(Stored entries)
>> START
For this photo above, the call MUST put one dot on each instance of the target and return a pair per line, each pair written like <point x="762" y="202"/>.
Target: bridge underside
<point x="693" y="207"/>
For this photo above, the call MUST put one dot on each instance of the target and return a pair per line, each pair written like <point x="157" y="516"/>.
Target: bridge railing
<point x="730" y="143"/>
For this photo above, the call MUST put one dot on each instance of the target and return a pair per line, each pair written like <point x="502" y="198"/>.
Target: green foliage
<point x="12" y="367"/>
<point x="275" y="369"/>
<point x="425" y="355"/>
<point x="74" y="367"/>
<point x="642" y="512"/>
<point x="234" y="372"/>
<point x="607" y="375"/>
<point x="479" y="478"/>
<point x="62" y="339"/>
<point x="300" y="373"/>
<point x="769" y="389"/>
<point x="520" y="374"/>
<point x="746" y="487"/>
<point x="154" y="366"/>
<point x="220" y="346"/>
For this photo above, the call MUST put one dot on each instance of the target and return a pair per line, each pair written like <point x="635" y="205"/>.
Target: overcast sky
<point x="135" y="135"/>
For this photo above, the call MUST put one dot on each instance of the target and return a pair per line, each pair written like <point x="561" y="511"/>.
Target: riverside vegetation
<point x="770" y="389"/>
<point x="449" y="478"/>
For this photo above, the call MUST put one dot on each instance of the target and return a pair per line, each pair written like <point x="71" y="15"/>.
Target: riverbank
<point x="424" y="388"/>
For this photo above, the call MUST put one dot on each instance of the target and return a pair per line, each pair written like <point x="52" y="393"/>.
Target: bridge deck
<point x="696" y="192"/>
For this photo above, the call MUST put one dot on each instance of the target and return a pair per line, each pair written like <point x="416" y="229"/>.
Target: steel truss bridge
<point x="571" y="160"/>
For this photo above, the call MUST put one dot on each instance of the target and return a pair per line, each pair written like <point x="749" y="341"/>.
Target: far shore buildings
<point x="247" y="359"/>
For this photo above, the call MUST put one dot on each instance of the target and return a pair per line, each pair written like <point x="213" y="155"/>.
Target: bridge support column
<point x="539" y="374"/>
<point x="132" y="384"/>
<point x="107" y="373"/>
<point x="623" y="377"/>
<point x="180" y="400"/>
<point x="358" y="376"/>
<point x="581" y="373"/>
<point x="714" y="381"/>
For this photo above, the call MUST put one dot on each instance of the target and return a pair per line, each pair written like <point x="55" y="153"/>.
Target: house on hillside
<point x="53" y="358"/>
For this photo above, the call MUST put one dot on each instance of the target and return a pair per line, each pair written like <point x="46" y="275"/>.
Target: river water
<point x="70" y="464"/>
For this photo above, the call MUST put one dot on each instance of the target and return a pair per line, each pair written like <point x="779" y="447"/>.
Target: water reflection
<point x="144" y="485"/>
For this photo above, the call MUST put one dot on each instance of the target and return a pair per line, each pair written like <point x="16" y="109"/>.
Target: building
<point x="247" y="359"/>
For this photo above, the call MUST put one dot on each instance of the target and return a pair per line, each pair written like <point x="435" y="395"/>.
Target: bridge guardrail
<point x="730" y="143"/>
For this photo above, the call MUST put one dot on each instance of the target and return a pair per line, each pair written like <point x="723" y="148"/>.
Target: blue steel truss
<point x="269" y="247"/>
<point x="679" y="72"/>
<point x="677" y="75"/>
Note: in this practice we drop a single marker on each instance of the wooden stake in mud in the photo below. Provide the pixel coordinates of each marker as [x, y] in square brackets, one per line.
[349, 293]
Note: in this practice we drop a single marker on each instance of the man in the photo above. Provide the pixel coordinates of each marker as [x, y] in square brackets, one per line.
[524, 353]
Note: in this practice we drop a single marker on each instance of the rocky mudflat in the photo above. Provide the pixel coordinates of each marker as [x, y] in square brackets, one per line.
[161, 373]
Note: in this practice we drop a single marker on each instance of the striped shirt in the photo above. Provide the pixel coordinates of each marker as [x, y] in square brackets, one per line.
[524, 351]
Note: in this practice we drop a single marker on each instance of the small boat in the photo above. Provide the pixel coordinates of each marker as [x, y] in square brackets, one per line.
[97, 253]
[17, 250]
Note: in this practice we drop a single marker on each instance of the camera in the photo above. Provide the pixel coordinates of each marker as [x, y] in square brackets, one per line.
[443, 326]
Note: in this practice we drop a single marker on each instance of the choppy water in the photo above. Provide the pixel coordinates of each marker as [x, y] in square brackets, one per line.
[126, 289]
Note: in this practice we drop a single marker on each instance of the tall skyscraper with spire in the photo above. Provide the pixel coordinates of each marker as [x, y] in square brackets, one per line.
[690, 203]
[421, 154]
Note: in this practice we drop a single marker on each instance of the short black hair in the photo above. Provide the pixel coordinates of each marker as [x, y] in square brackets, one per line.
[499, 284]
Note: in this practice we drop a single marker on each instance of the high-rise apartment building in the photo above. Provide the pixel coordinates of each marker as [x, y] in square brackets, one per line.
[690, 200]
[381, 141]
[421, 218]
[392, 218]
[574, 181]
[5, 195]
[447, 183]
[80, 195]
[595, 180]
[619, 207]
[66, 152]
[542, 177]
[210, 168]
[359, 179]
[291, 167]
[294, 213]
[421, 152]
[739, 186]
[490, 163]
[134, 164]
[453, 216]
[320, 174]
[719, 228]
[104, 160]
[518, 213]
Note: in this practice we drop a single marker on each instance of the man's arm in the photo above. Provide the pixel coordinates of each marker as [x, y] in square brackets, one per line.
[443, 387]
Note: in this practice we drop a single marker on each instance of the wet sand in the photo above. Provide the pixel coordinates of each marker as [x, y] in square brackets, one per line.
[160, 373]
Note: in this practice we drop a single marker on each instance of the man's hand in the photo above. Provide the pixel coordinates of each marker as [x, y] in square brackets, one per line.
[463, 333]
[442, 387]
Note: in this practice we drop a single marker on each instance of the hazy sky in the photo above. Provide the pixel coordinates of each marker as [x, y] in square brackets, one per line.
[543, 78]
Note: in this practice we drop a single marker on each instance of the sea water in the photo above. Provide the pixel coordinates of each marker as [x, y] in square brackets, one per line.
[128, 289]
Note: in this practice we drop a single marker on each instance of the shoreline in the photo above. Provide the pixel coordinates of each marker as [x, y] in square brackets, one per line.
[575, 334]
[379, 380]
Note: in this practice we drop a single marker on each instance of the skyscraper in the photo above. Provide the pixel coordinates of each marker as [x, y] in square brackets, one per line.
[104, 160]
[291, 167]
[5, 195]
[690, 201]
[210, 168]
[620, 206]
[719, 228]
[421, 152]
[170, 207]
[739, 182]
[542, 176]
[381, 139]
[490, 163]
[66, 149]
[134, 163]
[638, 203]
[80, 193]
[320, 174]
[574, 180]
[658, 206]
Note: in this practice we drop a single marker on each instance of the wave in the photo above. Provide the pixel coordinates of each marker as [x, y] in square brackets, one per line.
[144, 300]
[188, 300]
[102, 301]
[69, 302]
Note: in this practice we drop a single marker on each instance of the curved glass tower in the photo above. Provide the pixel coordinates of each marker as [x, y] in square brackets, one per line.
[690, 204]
>> END
YOUR INSTRUCTIONS: Please rewrite the lines above, putting "occurrence" wherever "instance" appears and keeping everything else the same.

SOLUTION FOR THIS EXERCISE:
For this photo above, the call MUST put one dot on each occurrence of the target and return a pair per line, each pair written like <point x="762" y="202"/>.
Target: bridge underside
<point x="693" y="207"/>
For this photo above, the call MUST put one dot on each occurrence of the target and return a pair per line, each pair written like <point x="157" y="516"/>.
Target: bridge railing
<point x="730" y="143"/>
For this photo above, the call MUST put one dot on each occurrence of the target and return a pair per line, each pair written like <point x="502" y="198"/>.
Target: green foliage
<point x="12" y="367"/>
<point x="275" y="369"/>
<point x="425" y="355"/>
<point x="74" y="367"/>
<point x="642" y="512"/>
<point x="234" y="372"/>
<point x="607" y="375"/>
<point x="479" y="478"/>
<point x="62" y="339"/>
<point x="300" y="373"/>
<point x="769" y="389"/>
<point x="520" y="374"/>
<point x="746" y="487"/>
<point x="154" y="366"/>
<point x="220" y="346"/>
For this photo above, the call MUST put one dot on each occurrence of the target and return a pair per line, each pair written like <point x="635" y="205"/>.
Target: overcast sky
<point x="135" y="135"/>
For this photo above, the call MUST put one dot on each occurrence of the target and return a pair per line, each pair written like <point x="561" y="511"/>.
Target: riverside vegetation
<point x="770" y="389"/>
<point x="449" y="478"/>
For this photo above, the call MUST put one dot on each occurrence of the target and return a pair per line, each pair written like <point x="71" y="15"/>.
Target: riverbank
<point x="424" y="388"/>
For this photo above, the call MUST put one dot on each occurrence of the target and return a pair per line, each pair written like <point x="52" y="393"/>.
Target: bridge deck
<point x="696" y="192"/>
For this photo above, the call MUST put one dot on each occurrence of the target and return a pair per line, each pair written like <point x="416" y="229"/>.
Target: steel truss bridge
<point x="571" y="160"/>
For this photo above, the call MUST put one dot on each occurrence of the target and return a pair per line, each pair written like <point x="749" y="341"/>.
Target: far shore buildings
<point x="247" y="359"/>
For this photo above, the call MUST put one dot on each occurrence of the target and return a pair per line, each pair written like <point x="213" y="155"/>.
Target: bridge support column
<point x="539" y="374"/>
<point x="132" y="384"/>
<point x="107" y="373"/>
<point x="623" y="377"/>
<point x="180" y="400"/>
<point x="358" y="376"/>
<point x="581" y="373"/>
<point x="714" y="381"/>
For this photo above, the call MUST put one dot on each occurrence of the target and return a pair per line, each pair written like <point x="55" y="153"/>.
Target: house on hillside
<point x="53" y="358"/>
For this photo above, the call MUST put one dot on each occurrence of the target and return a pair per line, each pair written like <point x="46" y="275"/>.
Target: river water
<point x="70" y="464"/>
For this photo above, the call MUST put one dot on each occurrence of the target and return a pair per line, each pair written like <point x="779" y="447"/>.
Target: water reflection
<point x="144" y="485"/>
For this photo above, the call MUST put one dot on each occurrence of the target and return a pair per line, each pair written like <point x="16" y="109"/>.
Target: building
<point x="247" y="359"/>
For this photo above, the call MUST put one dot on each occurrence of the target and return a pair per line, each pair written like <point x="435" y="395"/>.
Target: bridge guardrail
<point x="730" y="143"/>
For this photo above, the call MUST put one dot on each occurrence of the target and return a pair per line, each pair written like <point x="723" y="148"/>.
Target: blue steel truss
<point x="269" y="247"/>
<point x="679" y="72"/>
<point x="677" y="75"/>
Note: in this practice we drop a single marker on each occurrence of the wooden stake in mud in the photo below. Provide the pixel coordinates of each marker as [x, y] in square brackets, one per line.
[349, 293]
Note: in this practice we drop a single marker on each occurrence of the man in the photo above. Provide the pixel coordinates of each marker as [x, y] in square brackets, one per line.
[524, 353]
Note: in this practice we drop a single marker on each occurrence of the rocky mudflat in the photo above. Provide the pixel coordinates of each marker as [x, y] in square brackets, one per line.
[161, 373]
Note: in this practice we drop a single marker on each occurrence of the striped shirt in the photo above. Provide the pixel coordinates of each marker as [x, y] in square brackets, one per line.
[524, 351]
Note: in this practice we drop a single marker on each occurrence of the small boat in the photo above. Provide the pixel coordinates of each marker as [x, y] in square brackets, one per line.
[97, 253]
[17, 250]
Note: in this practice we drop a single marker on each occurrence of the camera in the photo above. Provide the pixel coordinates of each marker as [x, y] in square brackets, one per line.
[443, 326]
Note: in this practice we drop a single marker on each occurrence of the choppy water in the photo above. Provide the pixel coordinates of each marker as [x, y] in square brackets, one per line.
[126, 289]
Note: in this practice we drop a single marker on each occurrence of the tall skyscraper with spire in the photo above. Provide the pixel coordinates of each marker as [x, y] in square brackets, one per line.
[690, 203]
[421, 154]
Note: in this practice we drop a single marker on each occurrence of the short black hair in the photo above. Provide the pixel coordinates of each marker as [x, y] in square brackets, one per line.
[499, 284]
Note: in this practice we drop a single marker on each occurrence of the high-rise apartment building in the photo above. Provide the pixel coordinates of each marker as [x, y] in square brackets, one per line.
[690, 200]
[381, 141]
[421, 218]
[392, 218]
[574, 181]
[5, 195]
[447, 183]
[80, 195]
[595, 180]
[619, 207]
[66, 152]
[542, 177]
[210, 168]
[359, 179]
[291, 167]
[294, 213]
[421, 152]
[739, 186]
[490, 163]
[134, 164]
[453, 216]
[320, 174]
[719, 228]
[104, 160]
[518, 213]
Note: in this practice we drop a single marker on each occurrence of the man's arm in the photo above. Provide the pixel coordinates of each marker as [x, y] in square brackets, one per line.
[443, 387]
Note: in this practice we drop a single marker on each occurrence of the wet sand in the photo above. Provide the pixel coordinates of each marker as [x, y] in square brackets, one per line.
[160, 373]
Note: in this practice we drop a single marker on each occurrence of the man's hand in the photo above. Provide the pixel coordinates of each marker as [x, y] in square brackets, one per line.
[463, 333]
[442, 387]
Note: in this practice we drop a single marker on each occurrence of the hazy sky in the photo above. Provide the pixel coordinates of each marker as [x, y] in square brackets, one per line.
[543, 78]
Note: in this practice we drop a single marker on each occurrence of the sea water in the photo above. Provide the pixel coordinates of each marker as [x, y] in square brackets, one per line.
[128, 289]
Note: in this practice we drop a single marker on each occurrence of the shoreline in the photo above. Provide the pixel coordinates of each marker as [x, y] in square brackets, one per line.
[575, 334]
[379, 380]
Note: in this practice we drop a single marker on each occurrence of the skyscraper in the photo above. Provide the pixel coordinates of each marker as [x, y] in square brackets, one per line.
[104, 160]
[291, 167]
[5, 195]
[690, 201]
[210, 168]
[620, 206]
[719, 228]
[421, 152]
[170, 207]
[739, 182]
[542, 176]
[381, 139]
[490, 163]
[66, 149]
[134, 163]
[638, 203]
[80, 193]
[320, 174]
[574, 180]
[658, 206]
Note: in this practice we drop a single marker on each occurrence of the wave in the photo above. Provide the pixel coordinates of each marker as [x, y] in square brackets, one per line.
[144, 300]
[188, 300]
[102, 301]
[69, 302]
Note: in this practice we drop a single marker on each occurrence of the curved glass tower in the photo above. Provide the pixel coordinates of each marker as [x, y] in square brackets, one per line.
[690, 204]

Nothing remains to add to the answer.